» Provided text:
6. The next step is critical- be disciplined about brainstorming and problem solving for this topic ONLY. Talk through all of the different angles, perspectives, options regarding this topic only. In times like this, normal is out of the window. Think out of the box, think creatively- throw every idea possible on the table for discussion. Be open, honest, and vulnerable. Poke holes in ideas, find ways the suggested solution will work and it won't work. Do your best to anticipate the different outcomes to each option. Take the time to do some "fear setting"- it's ok to talk about what the worst-case scenario might be. In fact, openly talking about worst-case allows us to face it and identify ways to prevent, avoid or even solve the situation if it does come true. Don't sit-and-spin on one topic- consider setting an allotted amount of time for each topic with more important ones getting more time than simpler ones.

7. Form a solution. Don't get caught up in over-analyzing everything. Avoid "paralysis by analysis" -just MAKE A DECISION. In times like this decisiveness is critical. Don't just sit back and watch your business, your family, or your livelihood slip away- fight for it. Inaction is the greatest mistake you can make.

8. List out the very next step or two that you need to make and assign it to somebody. You may not know how to solve the problem or challenge as a whole- but you can make a decision for the very next step. That might be working with your accountant or financial leader to see how long you can sustain business and payroll if incoming revenue were to stop today. That might mean making a schedule for the family that outlines when each parent navigates meeting times, meal times and ways to allow each family member the time they need to get their work done. What is within your control and what can you do right now? Be sure to assign each task to a specific person so everyone is clear.

Mt flowers

9. After you use this process for your top 3 challenges, consider what the next 3 are if you still have time for discussion. If you don't, keep the list as a reference to come back to over the next few days/weeks.

10. Get on your feet and go to work. Action, momentum, decision will decrease your anxiety and get you headed in the right direction. We can sit and wallow in sorrow or we can get to work. There are people all over the world that will not only survive but come out on top after all this- the ones who do will be the ones that think creatively and get into action.

(Records taken from a dataset)

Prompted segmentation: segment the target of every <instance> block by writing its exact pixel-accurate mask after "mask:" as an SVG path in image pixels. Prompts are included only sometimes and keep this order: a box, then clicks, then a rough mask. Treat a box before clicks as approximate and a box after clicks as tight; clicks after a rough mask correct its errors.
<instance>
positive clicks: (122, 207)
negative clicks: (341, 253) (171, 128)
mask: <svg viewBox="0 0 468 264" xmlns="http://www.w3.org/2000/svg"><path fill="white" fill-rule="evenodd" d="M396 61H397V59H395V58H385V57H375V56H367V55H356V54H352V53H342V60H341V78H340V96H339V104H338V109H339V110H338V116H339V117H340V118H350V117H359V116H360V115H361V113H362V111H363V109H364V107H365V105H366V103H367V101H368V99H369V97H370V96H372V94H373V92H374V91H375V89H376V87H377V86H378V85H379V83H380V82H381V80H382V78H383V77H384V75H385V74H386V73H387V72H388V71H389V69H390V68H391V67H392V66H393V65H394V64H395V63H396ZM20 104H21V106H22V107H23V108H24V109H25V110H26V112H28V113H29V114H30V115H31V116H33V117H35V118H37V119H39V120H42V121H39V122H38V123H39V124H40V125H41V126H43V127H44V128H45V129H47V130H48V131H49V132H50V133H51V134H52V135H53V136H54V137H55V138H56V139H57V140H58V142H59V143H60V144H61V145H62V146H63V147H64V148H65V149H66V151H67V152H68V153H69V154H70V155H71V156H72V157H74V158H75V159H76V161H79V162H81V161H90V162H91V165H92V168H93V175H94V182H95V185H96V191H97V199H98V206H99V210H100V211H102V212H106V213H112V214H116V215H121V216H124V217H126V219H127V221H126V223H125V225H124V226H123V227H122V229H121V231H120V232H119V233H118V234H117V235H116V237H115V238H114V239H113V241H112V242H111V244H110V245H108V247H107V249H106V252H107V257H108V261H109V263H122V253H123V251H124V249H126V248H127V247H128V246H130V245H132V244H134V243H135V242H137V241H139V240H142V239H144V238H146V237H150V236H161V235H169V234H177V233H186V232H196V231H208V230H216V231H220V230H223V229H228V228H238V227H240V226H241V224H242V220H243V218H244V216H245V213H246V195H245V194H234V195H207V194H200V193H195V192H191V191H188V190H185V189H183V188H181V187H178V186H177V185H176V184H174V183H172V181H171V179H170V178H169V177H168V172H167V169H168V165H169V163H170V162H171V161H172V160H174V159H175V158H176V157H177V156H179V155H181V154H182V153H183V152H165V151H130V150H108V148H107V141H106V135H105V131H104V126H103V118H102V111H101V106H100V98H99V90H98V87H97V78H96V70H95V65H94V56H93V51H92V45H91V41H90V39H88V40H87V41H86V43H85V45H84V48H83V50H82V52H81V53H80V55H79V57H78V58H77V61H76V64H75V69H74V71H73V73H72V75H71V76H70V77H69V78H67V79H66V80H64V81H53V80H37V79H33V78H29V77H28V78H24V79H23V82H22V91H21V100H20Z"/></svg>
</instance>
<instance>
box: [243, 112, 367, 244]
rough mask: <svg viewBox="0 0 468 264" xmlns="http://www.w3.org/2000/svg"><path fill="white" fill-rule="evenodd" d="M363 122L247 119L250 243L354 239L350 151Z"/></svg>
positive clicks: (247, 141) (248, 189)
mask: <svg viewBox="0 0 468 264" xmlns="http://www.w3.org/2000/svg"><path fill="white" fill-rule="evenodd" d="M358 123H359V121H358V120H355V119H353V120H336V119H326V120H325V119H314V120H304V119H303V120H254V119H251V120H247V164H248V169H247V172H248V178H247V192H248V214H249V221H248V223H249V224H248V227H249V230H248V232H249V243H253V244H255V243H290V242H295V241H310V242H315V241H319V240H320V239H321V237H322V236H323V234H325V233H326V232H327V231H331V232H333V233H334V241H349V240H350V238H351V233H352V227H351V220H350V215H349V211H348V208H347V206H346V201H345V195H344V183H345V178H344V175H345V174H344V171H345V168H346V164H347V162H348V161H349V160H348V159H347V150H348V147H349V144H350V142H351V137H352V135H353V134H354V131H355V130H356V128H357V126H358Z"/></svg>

» Assigned task: Retype the part of the problem-solving passage starting with "9. After you" and going on through "next few days/weeks.".

» Response area:
9. After you use this process for your top 3 challenges, consider what the next 3 are if you still have time for discussion. If you don't, keep the list as a reference to come back to over the next few days/weeks.